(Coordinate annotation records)
------------------------

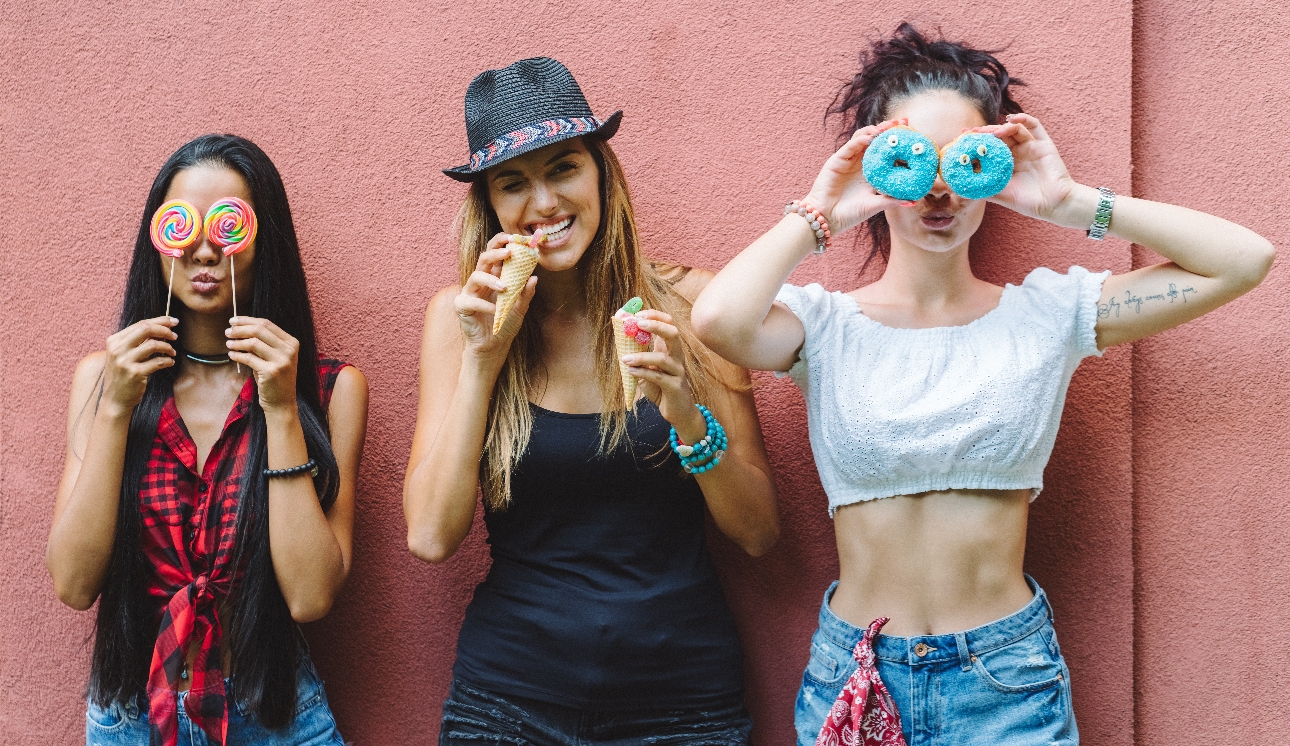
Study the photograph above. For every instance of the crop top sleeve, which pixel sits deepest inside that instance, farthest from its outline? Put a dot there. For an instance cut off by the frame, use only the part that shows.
(973, 407)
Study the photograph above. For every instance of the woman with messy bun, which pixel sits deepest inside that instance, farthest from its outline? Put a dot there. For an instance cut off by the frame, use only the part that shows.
(933, 396)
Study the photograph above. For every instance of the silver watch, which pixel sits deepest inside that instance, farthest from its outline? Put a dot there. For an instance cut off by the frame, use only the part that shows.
(1102, 218)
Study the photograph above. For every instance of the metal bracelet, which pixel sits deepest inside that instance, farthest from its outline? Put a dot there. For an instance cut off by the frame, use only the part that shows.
(1102, 218)
(311, 466)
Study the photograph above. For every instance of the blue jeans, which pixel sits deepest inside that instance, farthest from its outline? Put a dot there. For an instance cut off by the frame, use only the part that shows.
(127, 724)
(1001, 684)
(474, 716)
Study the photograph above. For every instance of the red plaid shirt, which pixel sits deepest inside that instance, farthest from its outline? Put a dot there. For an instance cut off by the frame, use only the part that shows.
(190, 528)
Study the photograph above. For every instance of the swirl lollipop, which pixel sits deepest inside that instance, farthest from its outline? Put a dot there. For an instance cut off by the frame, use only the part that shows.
(231, 226)
(176, 226)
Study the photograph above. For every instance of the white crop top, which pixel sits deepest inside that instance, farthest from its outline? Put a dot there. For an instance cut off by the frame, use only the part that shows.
(974, 407)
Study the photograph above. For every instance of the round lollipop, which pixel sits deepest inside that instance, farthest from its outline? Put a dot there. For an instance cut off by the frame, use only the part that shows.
(231, 226)
(176, 226)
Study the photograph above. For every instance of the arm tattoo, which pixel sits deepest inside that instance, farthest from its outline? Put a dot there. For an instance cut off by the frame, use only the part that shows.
(1135, 302)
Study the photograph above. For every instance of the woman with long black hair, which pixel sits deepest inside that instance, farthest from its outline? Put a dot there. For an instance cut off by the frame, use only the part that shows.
(207, 498)
(933, 396)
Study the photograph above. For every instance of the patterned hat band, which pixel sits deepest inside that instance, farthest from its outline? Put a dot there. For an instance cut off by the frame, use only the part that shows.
(526, 137)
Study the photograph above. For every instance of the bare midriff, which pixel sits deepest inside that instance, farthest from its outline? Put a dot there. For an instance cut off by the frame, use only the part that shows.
(935, 563)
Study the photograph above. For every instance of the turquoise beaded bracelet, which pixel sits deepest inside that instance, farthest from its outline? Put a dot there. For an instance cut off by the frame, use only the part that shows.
(704, 454)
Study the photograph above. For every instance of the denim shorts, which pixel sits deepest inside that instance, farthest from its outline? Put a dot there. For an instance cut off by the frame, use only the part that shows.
(474, 718)
(1000, 684)
(127, 724)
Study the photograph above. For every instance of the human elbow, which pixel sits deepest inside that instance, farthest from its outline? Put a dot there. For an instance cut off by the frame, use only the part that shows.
(714, 328)
(430, 549)
(310, 609)
(759, 542)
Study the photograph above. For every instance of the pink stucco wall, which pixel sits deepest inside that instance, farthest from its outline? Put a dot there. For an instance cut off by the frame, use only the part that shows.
(1161, 533)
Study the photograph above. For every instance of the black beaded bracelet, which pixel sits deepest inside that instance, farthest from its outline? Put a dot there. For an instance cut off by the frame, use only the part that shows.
(311, 466)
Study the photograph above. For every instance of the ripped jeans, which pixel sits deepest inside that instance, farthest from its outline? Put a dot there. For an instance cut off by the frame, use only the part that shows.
(1000, 684)
(474, 716)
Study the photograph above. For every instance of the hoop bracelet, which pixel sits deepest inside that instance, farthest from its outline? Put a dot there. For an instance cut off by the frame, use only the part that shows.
(823, 236)
(311, 466)
(704, 454)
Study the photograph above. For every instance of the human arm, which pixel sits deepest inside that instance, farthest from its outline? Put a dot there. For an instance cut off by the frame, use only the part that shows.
(739, 492)
(106, 389)
(459, 363)
(310, 547)
(737, 315)
(1210, 262)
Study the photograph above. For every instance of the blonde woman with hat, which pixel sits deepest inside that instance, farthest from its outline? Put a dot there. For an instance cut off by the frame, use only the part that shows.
(601, 618)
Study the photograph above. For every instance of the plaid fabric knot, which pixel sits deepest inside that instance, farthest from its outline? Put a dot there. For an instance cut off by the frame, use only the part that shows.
(864, 713)
(190, 531)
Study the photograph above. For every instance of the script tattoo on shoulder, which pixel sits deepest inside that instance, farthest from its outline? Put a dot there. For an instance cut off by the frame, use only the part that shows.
(1134, 302)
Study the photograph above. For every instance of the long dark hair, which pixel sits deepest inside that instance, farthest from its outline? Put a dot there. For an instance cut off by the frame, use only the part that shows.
(907, 63)
(265, 642)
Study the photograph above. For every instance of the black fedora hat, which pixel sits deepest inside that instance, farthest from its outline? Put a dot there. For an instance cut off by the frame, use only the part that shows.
(524, 106)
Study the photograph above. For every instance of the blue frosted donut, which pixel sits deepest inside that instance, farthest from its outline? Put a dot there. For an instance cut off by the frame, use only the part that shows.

------------------------

_WRITTEN TASK_: Scale the listing lines that begin at the line containing "Study the photograph above. For every instance of the arm" and stop after the line containing "(1135, 302)". Reproduce every line with the request text unchanged, multiply each coordinate in the answers by 2.4, round to whole numbers with halves going up, and return only those lines.

_TASK ANSWER_:
Study the photograph above. For every instance of the arm tattoo, which pixel sits deepest inside that instance, farthest from its outline? Put a dot there. For an instance cut off by the frame, use only the part that shows.
(2724, 725)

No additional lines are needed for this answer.